◆ **QUOTED TEXT**

Jump to content

[SOLVED] Help with preg_replace please


Chappers

Recommended Posts

Hi everyone,

 

Made an upload form so users can upload images on my site, and now modified it again so that each image has the user's name given to it so I know what's come from whom. One of the checks on the name that is performed was grabbed from elsewhere as I've never fully grasped the use of preg_replace:

 

$uploaddir = 'files/'
$filedone = $uploaddir.strtolower(preg_replace("/[^\W\D]+/", '', $name));

 

Trouble is that if $name contains any numbers, preg_replace is removing them. I found a list of all the special character definitons but just don't get how they work, why some are in parenthesis, etc. I saw that \W means match a non-word character, so thought that means anything other than normal letters. \D states it's for matching non-digit characters. If that's right, why is it matching digits?

 

Tried removing the \D anyway, then found that everything was removed except for non-letters like @ and dot (.). What's going wrong?

 

Thanks! James

Link to comment
Share on other sites

notice that your bracketed character set begins with a "^" - this actually tells the engine to match anything that is NOT in the character set specified. since you're specifying NON-word characters and NON-digit characters, it will actually match exactly those.

 

what exactly are you trying to do with the string? we might be able to guide you to the correct pattern.

Link to comment
Share on other sites

If you scroll down, POSIX regex function from PHP.net is a good guide as well. Also check out this Regex Cheat Sheet.

 

Actually, POSIX is now discouraged as it will no longer be included within the core of PHP as of version 6. PCRE is preferable.

◆ **DATA SUPPLIED**
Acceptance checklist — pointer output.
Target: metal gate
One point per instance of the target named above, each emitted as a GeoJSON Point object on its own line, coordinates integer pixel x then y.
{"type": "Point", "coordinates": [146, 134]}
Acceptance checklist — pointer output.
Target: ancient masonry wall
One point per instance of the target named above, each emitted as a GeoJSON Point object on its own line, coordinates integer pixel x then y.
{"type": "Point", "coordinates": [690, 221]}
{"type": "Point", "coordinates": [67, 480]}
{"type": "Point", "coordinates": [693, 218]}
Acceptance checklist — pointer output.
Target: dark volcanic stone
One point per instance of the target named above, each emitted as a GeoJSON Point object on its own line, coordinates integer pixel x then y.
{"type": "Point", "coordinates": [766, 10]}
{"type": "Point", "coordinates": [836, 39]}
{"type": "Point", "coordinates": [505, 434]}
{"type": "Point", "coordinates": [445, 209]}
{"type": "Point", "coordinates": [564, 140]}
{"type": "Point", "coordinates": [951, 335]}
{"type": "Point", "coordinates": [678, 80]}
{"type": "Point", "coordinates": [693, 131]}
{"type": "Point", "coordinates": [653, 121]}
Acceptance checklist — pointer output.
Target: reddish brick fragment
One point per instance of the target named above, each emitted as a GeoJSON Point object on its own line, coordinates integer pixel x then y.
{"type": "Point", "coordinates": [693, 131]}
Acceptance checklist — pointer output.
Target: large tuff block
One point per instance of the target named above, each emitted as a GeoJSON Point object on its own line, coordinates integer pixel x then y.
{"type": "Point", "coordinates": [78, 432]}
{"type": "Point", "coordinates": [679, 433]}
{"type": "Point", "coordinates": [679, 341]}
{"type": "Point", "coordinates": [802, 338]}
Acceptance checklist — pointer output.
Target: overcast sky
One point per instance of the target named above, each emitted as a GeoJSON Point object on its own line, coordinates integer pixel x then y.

◆ **BRIEF 1**
Reproduce the preg_replace thread between "what exactly are" and "PCRE is preferable.", inclusive, word for word.
◆ **BRIEF 2**
Name every PHP variable (a name starting with $) that shows up in the preg_replace thread.
The data is separate material, apart from the preg_replace thread.

◆ **TASK ANSWER 1**
what exactly are you trying to do with the string? we might be able to guide you to the correct pattern.

Link to comment
Share on other sites

If you scroll down, POSIX regex function from PHP.net is a good guide as well. Also check out this Regex Cheat Sheet.

 

Actually, POSIX is now discouraged as it will no longer be included within the core of PHP as of version 6. PCRE is preferable.

◆ **TASK ANSWER 2**
$uploaddir, $filedone, $name